- **TASK REQUIREMENTS**
Can you rewrite the forum thread from "When we've adopted" to "fine, at the Bridge.", putting "puppy" in place of "pup"?

[SELECTED TEXT]

When we've adopted after after losing our dogs, I've noticed that they usually have one or two mannerisms, characteristics, of the dog at the Bridge. I bet your new pup will! I choose to think that's a way of telling us, that they're fine, at the Bridge.


----------



## Buddy's mom forever

I am very sorry, anniversaries are really hard.
So many things happen that we do not pay attention on but later when we look back all of sudden we understand what was happening, wish we knew it then or maybe is better we did not know. That photo of your boys is so precious.


----------



## swishywagga

Such a beautiful photo, thinking of you x


----------



## HolDaisy

That is such a beautiful photo of Oakley and your Son, thanks for sharing. It is evident in the photo just how much they loved each other. We lost our Rottie girl this time last year, and like Oakley she went very suddenly and unexpectedly, it really is so tough to get your head around that they were so ill and yet seemed fine.

Oakley will really be so proud of you for taking the next step welcoming another golden into your lives, try not to feel guilty because he would want you all to be happy again. He will be smiling down from the bridge and watching over you all, your new pup will have a very special angel in Oakley watching over them.


----------



## Melakat

KKaren said:


> Melakat,
> What a great picture of your Oakley and son. Gosh these anniversaries are so very hard. I'm sorry, I wish these days weren't so sad but the memories just seem to flood back. I think seeing pictures helps some, thanks for sharing this one. Oakley looks like he's having a blast with your son.
> 
> I'm sure that Oakley is having fun on the other side, he's pain free, watching over you and is also glad you are bringing a little brother home.
> 
> Sending love and hugs. Karen


Thank you Karen. I still have not done my tribute to Oakley video but I will one day. I think of you and how you are coping as well without your girl.


----------



## Melakat

Buddy's mom forever said:


> I am very sorry, anniversaries are really hard.
> So many things happen that we do not pay attention on but later when we look back all of sudden we understand what was happening, wish we knew it then or maybe is better we did not know. That photo of your boys is so precious.


Yes this is very true. When I look back the signs were there but nothing that was alarming. It was hard that it was such a shock that he went so quick but it may have been harder if we knew he was dying and there was nothing anyone could do


----------



## Melakat

HolDaisy said:


> That is such a beautiful photo of Oakley and your Son, thanks for sharing. It is evident in the photo just how much they loved each other. We lost our Rottie girl this time last year, and like Oakley she went very suddenly and unexpectedly, it really is so tough to get your head around that they were so ill and yet seemed fine.
> 
> Oakley will really be so proud of you for taking the next step welcoming another golden into your lives, try not to feel guilty because he would want you all to be happy again. He will be smiling down from the bridge and watching over you all, your new pup will have a very special angel in Oakley watching over them.


Thank you Hollie - life goes on and I think it is better to live with what you love and that is Goldens  for our family  I hope that you and Sammy are doing well.

[/SELECTED TEXT]
[PROVIDED RECORDS]

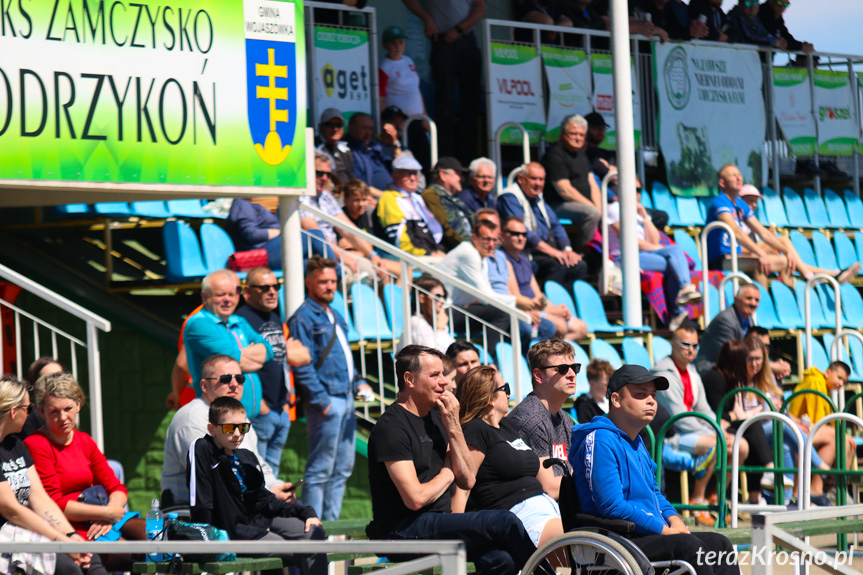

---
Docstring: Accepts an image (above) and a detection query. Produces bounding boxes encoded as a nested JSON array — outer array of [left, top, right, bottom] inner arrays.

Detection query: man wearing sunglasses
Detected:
[[160, 354, 294, 508], [237, 267, 311, 475], [507, 338, 581, 499], [183, 269, 273, 421]]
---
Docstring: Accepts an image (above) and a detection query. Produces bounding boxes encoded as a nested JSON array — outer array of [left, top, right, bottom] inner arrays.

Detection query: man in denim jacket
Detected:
[[288, 256, 372, 521]]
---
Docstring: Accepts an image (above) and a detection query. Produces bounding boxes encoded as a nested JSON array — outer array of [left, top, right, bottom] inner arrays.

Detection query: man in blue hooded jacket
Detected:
[[569, 365, 740, 575]]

[/PROVIDED RECORDS]

- **RESULT**
When we've adopted after after losing our dogs, I've noticed that they usually have one or two mannerisms, characteristics, of the dog at the Bridge. I bet your new puppy will! I choose to think that's a way of telling us, that they're fine, at the Bridge.